>>

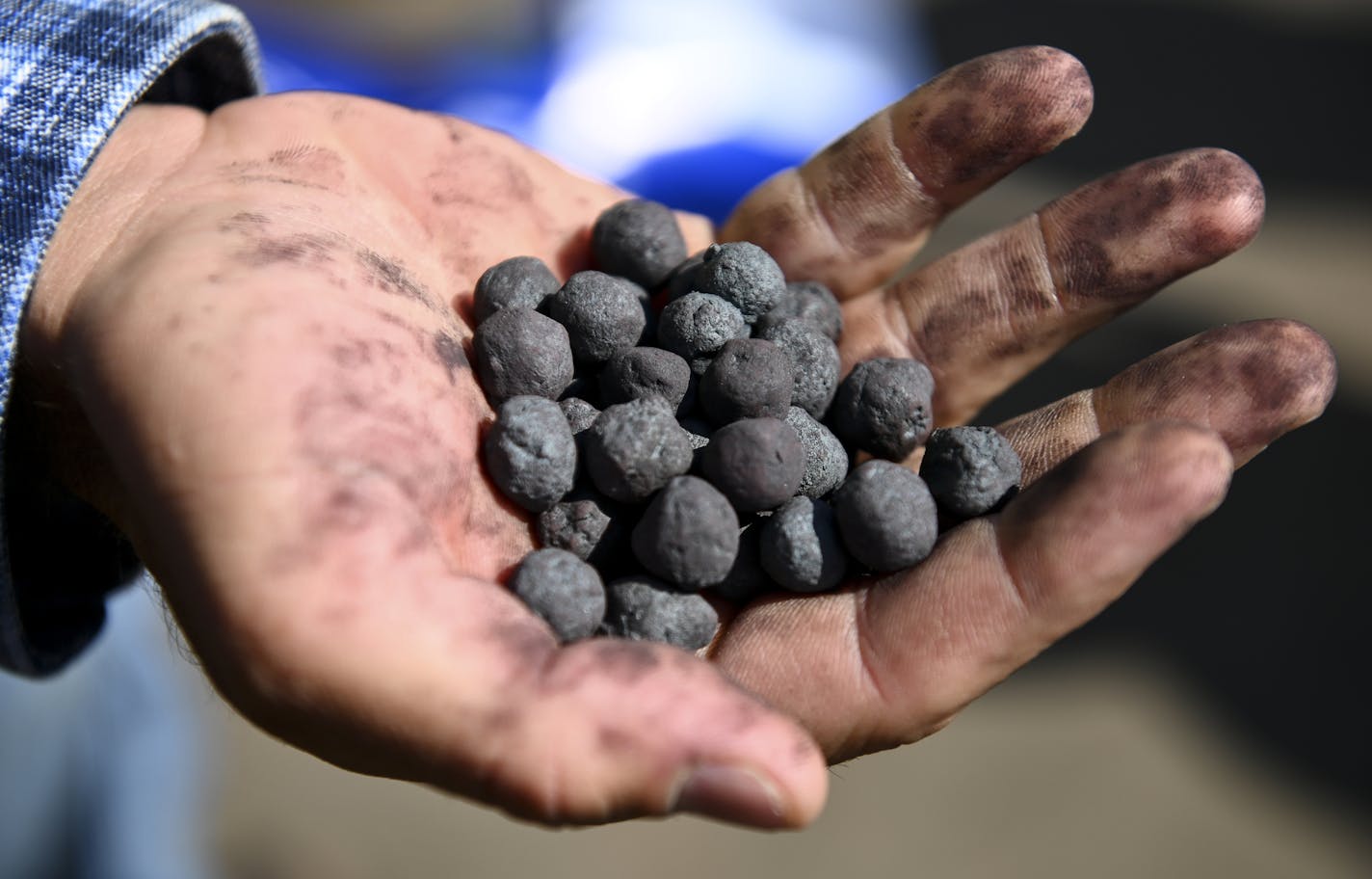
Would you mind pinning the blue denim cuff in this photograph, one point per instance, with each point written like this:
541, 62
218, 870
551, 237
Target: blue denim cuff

<<

▶ _Given request_
Could you write out every line above word for word, leaving out the picture?

▶ _Response to the exercise_
Would you mind pinning the blue denim cuff in this photograph, one point per instance, with each point written like this:
541, 62
218, 870
551, 237
Target: blue denim cuff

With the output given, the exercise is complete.